=== Outline annotation records ===
==============================

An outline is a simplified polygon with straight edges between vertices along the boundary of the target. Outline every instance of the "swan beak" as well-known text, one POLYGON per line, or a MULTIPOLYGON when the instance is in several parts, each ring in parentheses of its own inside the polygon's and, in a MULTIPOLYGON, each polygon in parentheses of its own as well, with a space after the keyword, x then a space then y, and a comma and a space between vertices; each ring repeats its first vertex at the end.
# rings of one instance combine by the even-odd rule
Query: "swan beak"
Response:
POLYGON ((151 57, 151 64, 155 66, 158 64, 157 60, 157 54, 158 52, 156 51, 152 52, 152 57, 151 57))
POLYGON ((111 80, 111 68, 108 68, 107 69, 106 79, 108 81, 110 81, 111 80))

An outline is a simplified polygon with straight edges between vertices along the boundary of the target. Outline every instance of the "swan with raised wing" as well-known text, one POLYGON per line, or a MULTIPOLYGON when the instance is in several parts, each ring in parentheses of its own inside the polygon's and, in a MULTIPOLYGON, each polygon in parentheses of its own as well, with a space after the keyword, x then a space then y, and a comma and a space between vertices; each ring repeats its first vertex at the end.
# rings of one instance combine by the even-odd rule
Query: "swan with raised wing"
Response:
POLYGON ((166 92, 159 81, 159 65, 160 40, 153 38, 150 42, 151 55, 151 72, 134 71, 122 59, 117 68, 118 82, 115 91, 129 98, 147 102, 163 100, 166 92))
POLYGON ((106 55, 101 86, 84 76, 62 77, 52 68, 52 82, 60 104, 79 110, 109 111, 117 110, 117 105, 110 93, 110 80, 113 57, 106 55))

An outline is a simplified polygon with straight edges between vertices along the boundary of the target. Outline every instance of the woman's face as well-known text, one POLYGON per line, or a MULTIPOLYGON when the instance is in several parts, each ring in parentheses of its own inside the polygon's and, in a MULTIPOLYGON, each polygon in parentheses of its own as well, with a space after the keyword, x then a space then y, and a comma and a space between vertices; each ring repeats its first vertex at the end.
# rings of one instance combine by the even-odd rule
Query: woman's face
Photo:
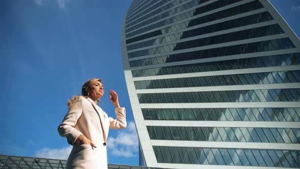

==============================

=== Given task ===
Copy the material word for word, starting at its first line and ending with the line that contains "POLYGON ((106 55, 101", including both of those lines.

=== Task solution ===
An outline is a simplified polygon with straight edges between vertices along the boundary of the target. Outline every instance of the "swan beak" as well-known text, one POLYGON per line, or a MULTIPOLYGON when the instance is in several parts, each ring in parentheses of its own inside the polygon's and, in a MULTIPOLYGON, each polygon in parentheses of its own as well, with a space after the keyword, x then a space then y, and a comma and a space between vertices; each ring repeats its first vertex at the end.
# rings of one instance combine by the even-odd rule
Query: "swan beak"
Response:
POLYGON ((151 57, 151 64, 155 66, 158 64, 157 60, 157 54, 158 52, 156 51, 152 52, 152 57, 151 57))
POLYGON ((111 80, 111 68, 108 68, 107 69, 106 79, 108 81, 110 81, 111 80))

An outline is a simplified polygon with straight edges between vertices along the boundary of the target. Outline every instance of the "swan with raised wing" as well-known text, one POLYGON per line, or a MULTIPOLYGON when the instance is in several parts, each ring in parentheses of its own inside the polygon's and, in a MULTIPOLYGON, each polygon in parentheses of its own as well, with a space after the keyword, x then a space then y, and a comma and a space between vertices; each ring repeats its first vertex at the end.
# rings of one instance combine by the even-odd rule
Query: "swan with raised wing"
Response:
POLYGON ((166 92, 159 81, 159 65, 160 40, 153 38, 150 42, 151 55, 151 72, 134 71, 122 59, 117 68, 118 82, 115 91, 129 98, 147 102, 163 100, 166 92))
POLYGON ((106 55, 101 86, 84 76, 62 77, 52 68, 52 82, 60 104, 79 110, 109 111, 117 110, 117 105, 110 93, 110 80, 113 57, 106 55))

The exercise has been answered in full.